AIM — Output every one of the following records verbatim, line for line.

EXERCISE INPUT —
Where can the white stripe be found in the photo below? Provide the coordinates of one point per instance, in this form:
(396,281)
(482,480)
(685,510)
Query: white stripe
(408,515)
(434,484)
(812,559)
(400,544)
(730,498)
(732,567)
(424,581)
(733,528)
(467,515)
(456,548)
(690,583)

TASK ANSWER —
Where can the white stripe be found in the photo below? Provide the coordinates of one point per instance, in this form:
(396,281)
(482,480)
(685,510)
Query: white stripe
(408,515)
(434,484)
(812,559)
(400,544)
(730,498)
(732,567)
(424,581)
(733,528)
(467,515)
(456,548)
(690,583)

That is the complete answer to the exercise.